Assignment> Transcribe the data that follows. Match it character for character.

Excerpted records>
======

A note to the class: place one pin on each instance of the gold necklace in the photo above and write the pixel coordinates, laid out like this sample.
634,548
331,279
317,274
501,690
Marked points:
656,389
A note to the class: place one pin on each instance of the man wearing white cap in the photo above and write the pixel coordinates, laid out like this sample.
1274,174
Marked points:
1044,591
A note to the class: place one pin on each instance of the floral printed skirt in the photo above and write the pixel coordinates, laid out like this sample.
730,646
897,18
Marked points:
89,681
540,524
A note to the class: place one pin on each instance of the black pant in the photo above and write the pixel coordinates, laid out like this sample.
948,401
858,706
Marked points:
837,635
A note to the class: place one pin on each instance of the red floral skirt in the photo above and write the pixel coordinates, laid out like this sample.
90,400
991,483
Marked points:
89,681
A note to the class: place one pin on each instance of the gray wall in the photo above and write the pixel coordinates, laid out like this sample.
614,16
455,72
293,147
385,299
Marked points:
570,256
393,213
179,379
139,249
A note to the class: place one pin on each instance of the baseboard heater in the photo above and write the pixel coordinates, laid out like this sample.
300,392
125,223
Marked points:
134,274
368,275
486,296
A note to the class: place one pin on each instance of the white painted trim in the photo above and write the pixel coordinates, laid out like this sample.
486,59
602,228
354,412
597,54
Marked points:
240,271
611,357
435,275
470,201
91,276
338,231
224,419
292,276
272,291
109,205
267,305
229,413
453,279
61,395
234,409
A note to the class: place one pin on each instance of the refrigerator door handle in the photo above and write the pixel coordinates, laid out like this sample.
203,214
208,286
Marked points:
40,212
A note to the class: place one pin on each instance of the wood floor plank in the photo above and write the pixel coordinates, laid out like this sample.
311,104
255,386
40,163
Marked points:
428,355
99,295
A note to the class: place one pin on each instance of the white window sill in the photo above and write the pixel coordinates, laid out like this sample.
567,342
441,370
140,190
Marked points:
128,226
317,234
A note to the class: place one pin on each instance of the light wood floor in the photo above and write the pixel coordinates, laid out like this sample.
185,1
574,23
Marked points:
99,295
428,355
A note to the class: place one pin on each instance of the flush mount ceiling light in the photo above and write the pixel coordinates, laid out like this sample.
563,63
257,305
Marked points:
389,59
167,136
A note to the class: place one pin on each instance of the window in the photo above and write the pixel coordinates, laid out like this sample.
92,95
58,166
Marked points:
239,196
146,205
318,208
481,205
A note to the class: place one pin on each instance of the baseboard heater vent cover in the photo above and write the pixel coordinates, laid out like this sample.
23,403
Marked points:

======

Solved problem>
A note to the class: place one pin on each instance of the gold necklace in the photo above and write the pixel coordinates, laid out like this sample.
634,548
331,279
317,274
501,690
Marked points:
656,389
A note to the class: place one pin on each instance of the man wearing white cap in the photo above and write the pixel coordinates, laid out like this sample.
1274,174
Marked points:
1044,591
A note to the class: place one pin on each instance of the floral printed skirt in the photo above and write the pixel coordinates, laid out like this sample.
730,646
897,18
Marked points:
89,681
540,524
A note to the class: place one pin on each instance of the black pant in the photo above and write the pixel coordinates, laid out like this sample.
948,401
858,706
Marked points:
837,635
A note to the class: place one pin on each instance of the red floral skirt in the photo above and write the pixel coordinates, laid out like this sample.
90,400
991,483
Marked points:
89,681
A note to the class: place one pin on each instance of the gray wall in the photo above and write the pixel coordinates, laid out like this sample.
614,16
455,72
293,147
385,299
Marked points:
570,256
393,213
179,379
139,249
A note to the class: place one pin on each instance of the baseboard heater in the photo above and write the pixel coordinates, laid out like this sample.
300,392
125,223
Marked points:
134,274
368,275
486,296
A note to the class: place one pin on each instance of the white painted trim in the photo above and write the pixel coordinates, laid out like this sample.
486,59
602,228
354,412
597,54
Marked points:
240,271
611,357
435,275
470,201
91,276
338,231
224,419
292,276
272,291
109,205
267,305
229,413
453,279
61,395
234,409
A note to the class: place one pin on each instance of the refrigerator door handle in the photo above and write the pixel coordinates, laid out like this sample.
203,214
208,286
Marked points:
40,212
A note to the class: place one pin on each instance of the wood floor plank in the photo above and write the pixel coordinates, laid out like this sample.
311,104
255,386
40,163
Marked points:
428,355
99,295
A note to the class: place one pin on each instance of the white window sill in the photo above and write the pixel coordinates, laid out like this sample.
567,342
441,370
140,190
Marked points:
128,226
317,234
A note to the class: place one pin on each instance of the light wood floor in the photo above and write the pixel coordinates, laid out like this sample.
185,1
574,23
Marked points:
99,295
428,355
A note to the class: place one pin on each instance of the flush mount ceiling light in the photo above and write the pixel coordinates, laid out like this sample.
563,63
257,305
Marked points:
389,59
167,136
A note to the class: place one pin on each instance of the window in the photo above and write the pixel coordinates, laid out like this sample.
92,95
58,166
Marked points:
239,196
146,205
318,208
481,205
A note to the class: place one pin on each instance of the baseboard heater vent cover in the photo above and write the pixel coordinates, laid out like this sample.
23,403
Marked points:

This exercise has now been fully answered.